Task statement >>
Reproduce all of the data word for word.

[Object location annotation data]
□ □ □ □ □
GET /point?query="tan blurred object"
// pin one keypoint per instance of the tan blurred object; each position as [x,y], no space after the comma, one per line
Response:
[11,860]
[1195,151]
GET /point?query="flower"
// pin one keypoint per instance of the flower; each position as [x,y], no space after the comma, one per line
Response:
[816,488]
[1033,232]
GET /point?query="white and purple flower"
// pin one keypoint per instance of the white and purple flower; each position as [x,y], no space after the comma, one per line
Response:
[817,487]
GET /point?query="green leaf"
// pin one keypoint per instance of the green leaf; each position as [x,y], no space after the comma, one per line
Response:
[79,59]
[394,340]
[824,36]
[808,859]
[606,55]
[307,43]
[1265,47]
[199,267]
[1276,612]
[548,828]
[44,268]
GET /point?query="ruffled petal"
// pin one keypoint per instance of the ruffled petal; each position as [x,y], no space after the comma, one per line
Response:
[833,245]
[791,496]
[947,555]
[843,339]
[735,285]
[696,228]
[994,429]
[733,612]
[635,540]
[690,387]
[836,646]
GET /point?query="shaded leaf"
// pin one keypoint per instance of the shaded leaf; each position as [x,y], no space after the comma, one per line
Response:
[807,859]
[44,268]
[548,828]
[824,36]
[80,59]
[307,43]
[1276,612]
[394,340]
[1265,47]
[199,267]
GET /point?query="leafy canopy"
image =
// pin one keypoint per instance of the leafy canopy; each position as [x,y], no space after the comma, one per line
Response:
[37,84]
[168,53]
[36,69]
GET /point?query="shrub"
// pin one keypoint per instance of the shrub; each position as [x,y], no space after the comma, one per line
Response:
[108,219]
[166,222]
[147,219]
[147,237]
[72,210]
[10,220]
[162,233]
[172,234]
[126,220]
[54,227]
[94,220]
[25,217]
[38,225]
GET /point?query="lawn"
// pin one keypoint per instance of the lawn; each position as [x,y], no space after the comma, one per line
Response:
□ □ □ □ □
Output of the task >>
GET /point?query="tan blurred object"
// pin one keypoint per instance of the tan blurred object; each position as [x,y], no space after the comma, one per line
Response:
[11,860]
[1195,151]
GET /point?query="flower"
// pin one keypoint per instance of the flower; each position as [x,y], no space after the comma, one per line
Response:
[816,488]
[1033,232]
GET /point?query="white and purple flower"
// pin one keypoint per instance of the white and purple flower; each position as [x,y], no space after the comma, one per line
Response:
[817,487]
GET /point?query="green leaf"
// pin one keypoint per instance of the green leaf; each position as [x,y], no space after the comma, one per line
Response:
[79,59]
[394,340]
[824,36]
[808,859]
[606,55]
[307,43]
[1265,47]
[199,267]
[1276,612]
[548,828]
[44,268]
GET /point?query="ruffled petal"
// pin one keypoint per instance of the ruffled petal; each position as [x,y], no space after the comma, one per line
Response:
[833,245]
[791,496]
[947,555]
[843,339]
[735,285]
[696,228]
[994,429]
[733,612]
[635,540]
[690,387]
[836,646]
GET /point?query="shaded leaf"
// pin one keypoint per instance of the shaded leaf; each position as [x,y], no space after the comma, one per line
Response:
[807,859]
[44,268]
[548,828]
[824,36]
[80,59]
[307,43]
[1276,612]
[394,340]
[1265,47]
[199,267]
GET /point?query="leafy canopy"
image =
// pin one keypoint per instance of the leafy canopy; each position as [x,y], no space after the comma, one per line
Response:
[37,84]
[168,53]
[36,69]
GET /point?query="shrub"
// pin one keypoint per instance of the shrub; each position as [x,y], no space after the comma, one per line
Response:
[108,219]
[166,222]
[147,219]
[147,237]
[72,210]
[10,220]
[162,233]
[172,234]
[126,220]
[54,227]
[94,220]
[25,217]
[38,225]
GET /point?query="lawn"
// pin one keypoint per instance of the lawn; each position as [x,y], no space after the comma, one per line
Response:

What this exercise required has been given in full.